• [INSTRUCTIONS FOR THE TASK]
List every item under "Dipping Sauce Ingredients" in the fritter recipe below, along with its stated amount.

• [EXCERPT TO READ]
┌──

Go Back

Crispy Sweet Potato Kale Quinoa Fritters with Ginger Yogurt Dip

These crispy sweet potato kale quinoa fritters combine nutrient-rich ingredients like mashed sweet potatoes, cooked quinoa, and tender Lacinato kale for a flavorful, gluten-free, and protein-packed vegetarian meal. Infused with fresh ginger and smoked paprika, they offer a perfect balance of sweetness and warmth. Pan-fried to golden perfection and served with a tangy ginger-spiked Greek yogurt sauce, these fritters are ideal for easy meal prep, light lunches, or appetizers.
Prep Time 20 minutes
Cook Time 15 minutes
Total Time 35 minutes
Servings: 6 servings
Course: Appetizer, Side Dish, Snack
Cuisine: American
Calories: 220

Ingredients
  

Fritter Ingredients
  • 3 cups mashed sweet potatoes about 1 large or 2 medium sweet potatoes, cooked and pureed
  • 2 cups cooked quinoa any variety, fully cooked
  • 2 cups Lacinato kale stems removed, chopped chiffonade style
  • 2 large eggs for binding
  • 3 teaspoons cornstarch helps with binding and crispiness
  • 0.5 cups panko breadcrumbs or gluten-free alternative like ground oats or almond meal
  • 1 teaspoon fresh ginger grated
  • 1 pinch smoked paprika
  • 1 teaspoon freshly ground black pepper
  • 1 teaspoon kosher salt
  • 4-6 tablespoons grapeseed oil or coconut oil for pan frying
Dipping Sauce Ingredients
  • 0.25 cups Greek yogurt or dairy-free yogurt alternative
  • 1 teaspoon fresh ginger grated
  • 1 pinch salt
  • 1 pinch black pepper
  • to taste Sriracha sauce optional for added heat

Method
 

Prepare Fritter Mixture
  1. Remove the stems from the kale leaves and roll them tightly. Slice thinly (chiffonade) into ribbons for even distribution and tenderness.
  2. In a large bowl, combine the mashed sweet potatoes, cooked quinoa, chopped kale, eggs, cornstarch, panko breadcrumbs, grated ginger, smoked paprika, black pepper, and kosher salt. Mix thoroughly until the mixture is well combined but not too wet. If too soft, add a bit more breadcrumbs or almond meal.
Cook the Fritters
  1. Heat 4 to 6 tablespoons of grapeseed or coconut oil in a medium skillet over medium heat.
  2. Using a small ice cream scoop or spoon, portion the mixture into about 6 equal patties. Gently flatten each slightly and place in the hot oil.
  3. Cook the fritters for 3 to 4 minutes on each side, or until they develop a golden-brown crust. Avoid overcrowding the pan; cook in batches if necessary.

└──

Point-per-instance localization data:

┌──

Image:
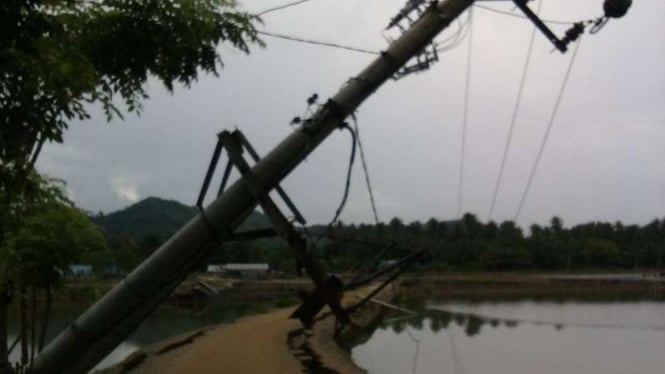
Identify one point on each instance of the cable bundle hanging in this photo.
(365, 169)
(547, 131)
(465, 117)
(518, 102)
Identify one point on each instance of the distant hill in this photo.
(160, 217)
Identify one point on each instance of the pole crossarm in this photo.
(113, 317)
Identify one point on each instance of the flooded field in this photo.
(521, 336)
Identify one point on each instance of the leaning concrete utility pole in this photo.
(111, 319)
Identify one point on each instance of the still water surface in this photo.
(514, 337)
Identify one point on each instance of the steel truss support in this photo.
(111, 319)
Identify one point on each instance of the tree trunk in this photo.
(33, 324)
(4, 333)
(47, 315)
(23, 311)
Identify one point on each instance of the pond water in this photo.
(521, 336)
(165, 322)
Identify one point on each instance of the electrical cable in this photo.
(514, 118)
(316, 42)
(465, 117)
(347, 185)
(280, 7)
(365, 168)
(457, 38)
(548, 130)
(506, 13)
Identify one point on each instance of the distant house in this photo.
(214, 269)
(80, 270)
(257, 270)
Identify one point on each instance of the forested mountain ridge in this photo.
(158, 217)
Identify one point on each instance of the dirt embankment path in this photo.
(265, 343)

└──

• [OUTPUT FOR THIS EXERCISE]
0.25 cups Greek yogurt (or dairy-free yogurt alternative)
1 teaspoon fresh ginger, grated
1 pinch salt
1 pinch black pepper
Sriracha sauce, to taste (optional)